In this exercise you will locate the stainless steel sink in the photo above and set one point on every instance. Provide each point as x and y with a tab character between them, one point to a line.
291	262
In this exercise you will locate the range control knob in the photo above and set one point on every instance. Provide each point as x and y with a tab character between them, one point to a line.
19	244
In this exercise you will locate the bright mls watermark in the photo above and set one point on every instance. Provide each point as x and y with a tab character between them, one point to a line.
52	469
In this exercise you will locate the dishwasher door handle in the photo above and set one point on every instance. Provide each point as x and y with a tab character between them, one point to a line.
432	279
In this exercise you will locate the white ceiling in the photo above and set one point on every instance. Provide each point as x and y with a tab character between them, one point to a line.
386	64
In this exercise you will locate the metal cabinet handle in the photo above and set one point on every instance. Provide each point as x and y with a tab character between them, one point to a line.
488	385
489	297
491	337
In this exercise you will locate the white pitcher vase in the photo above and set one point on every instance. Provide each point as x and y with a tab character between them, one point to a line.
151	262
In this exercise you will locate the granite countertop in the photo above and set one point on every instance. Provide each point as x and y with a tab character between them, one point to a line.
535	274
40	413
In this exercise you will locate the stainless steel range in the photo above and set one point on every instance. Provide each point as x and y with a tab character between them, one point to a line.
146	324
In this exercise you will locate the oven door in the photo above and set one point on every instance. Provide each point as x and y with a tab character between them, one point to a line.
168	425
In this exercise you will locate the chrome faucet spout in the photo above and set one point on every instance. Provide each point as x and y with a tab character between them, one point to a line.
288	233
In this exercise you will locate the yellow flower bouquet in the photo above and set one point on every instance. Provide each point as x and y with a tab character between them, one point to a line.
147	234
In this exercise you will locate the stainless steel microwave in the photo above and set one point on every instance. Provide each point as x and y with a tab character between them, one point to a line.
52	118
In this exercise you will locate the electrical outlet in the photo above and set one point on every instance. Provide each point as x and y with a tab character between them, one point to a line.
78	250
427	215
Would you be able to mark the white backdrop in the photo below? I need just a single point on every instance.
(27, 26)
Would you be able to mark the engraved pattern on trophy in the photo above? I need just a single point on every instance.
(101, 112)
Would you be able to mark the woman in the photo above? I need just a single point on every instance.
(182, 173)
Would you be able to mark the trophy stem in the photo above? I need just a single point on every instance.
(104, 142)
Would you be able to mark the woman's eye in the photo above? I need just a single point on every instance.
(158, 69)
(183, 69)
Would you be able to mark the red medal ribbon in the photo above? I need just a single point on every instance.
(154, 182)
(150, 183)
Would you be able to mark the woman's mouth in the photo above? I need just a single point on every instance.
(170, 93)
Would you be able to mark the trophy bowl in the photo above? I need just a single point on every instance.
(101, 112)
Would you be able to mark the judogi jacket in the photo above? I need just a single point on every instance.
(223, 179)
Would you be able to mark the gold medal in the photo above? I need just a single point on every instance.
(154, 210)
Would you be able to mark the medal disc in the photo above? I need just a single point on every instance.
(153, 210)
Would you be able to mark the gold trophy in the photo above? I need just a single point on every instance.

·····

* [EXERCISE PROMPT]:
Word for word, write out the data.

* [SOLUTION BELOW]:
In this exercise you will locate the stainless steel sink in the photo above and set one point on every instance. Provide each point as x and y with a tab character between them, one point to a line.
291	262
In this exercise you will locate the range control knob in the photo above and set one point on every instance. Provide each point as x and y with a tab character between them, one point to a line.
19	244
In this exercise you will locate the bright mls watermark in the photo above and set one point on every instance. Provide each point as x and y with a tab character between them, one point to a line.
52	469
In this exercise you will locate the dishwasher door handle in the photo above and set one point on every instance. Provide each point as x and y with a tab character between them, one point to a line.
432	279
In this exercise you will locate the white ceiling in the photo above and set one point on every instance. Provide each point as x and y with a tab character between them, one point to a line.
386	64
In this exercise you will locate the metal cabinet handle in the photo above and set one point on every instance. Provide each point as x and y with a tab character between them, one point to a line.
488	385
489	297
491	337
In this exercise you will locate the white pitcher vase in the photo above and set one point on every instance. Provide each point as x and y with a tab character between them, one point to a line.
151	262
In this exercise you will locate the granite countertop in the photo above and set one point on every instance. Provide each point as x and y with a tab character between them, one point to a line.
535	274
40	413
In this exercise you will locate the stainless steel range in the photo above and set one point on every instance. Provide each point as x and y with a tab character between them, one point to a line.
146	324
In this exercise you will locate the oven door in the photo above and set one point on every instance. Provide each point as x and y with a tab character between them, one point to a line.
168	425
In this exercise you will locate the chrome faucet spout in the photo above and set one point on every instance. Provide each point as x and y with a tab character between them, one point to a line.
288	233
In this exercise you will locate the yellow flower bouquet in the photo above and set one point on every instance. Provide each point as x and y with a tab character between them, one point to a line.
147	234
In this exercise you will locate the stainless steel microwave in the photo above and set one point on every instance. Provide each point as x and y with a tab character between them, one point to a line.
52	118
In this exercise you will locate the electrical outlet in the photo above and set one point on every instance. Provide each point as x and y with a tab character between them, one point to a line.
78	250
427	215
Would you be able to mark the white backdrop in the photo below? I need just a single point on every instance.
(27, 26)
Would you be able to mark the engraved pattern on trophy in the photo above? I need just a single point on every instance.
(101, 112)
Would you be able to mark the woman in the photo above? I need just a single point on every instance.
(182, 173)
Would you be able to mark the trophy stem in the photo above? I need just a single point on every instance.
(104, 142)
Would you be able to mark the woman's eye in the photo above? I need just a single point on every instance.
(158, 69)
(183, 69)
Would you be able to mark the red medal ribbon in the photo above? I need just a single point on every instance.
(154, 182)
(150, 183)
Would you be able to mark the woman's mouth in the photo above? I need just a single point on every instance.
(170, 93)
Would you be able to mark the trophy bowl in the photo above? I need just a single point on every instance.
(101, 112)
Would you be able to mark the judogi jacket in the photo above? I need just a single point on every instance.
(223, 179)
Would you be able to mark the gold medal in the photo above? I need just a single point on every instance.
(154, 210)
Would you be able to mark the medal disc in the photo above? I need just a single point on every instance.
(153, 210)
Would you be able to mark the gold trophy in the photo above? I need just a single point on every instance.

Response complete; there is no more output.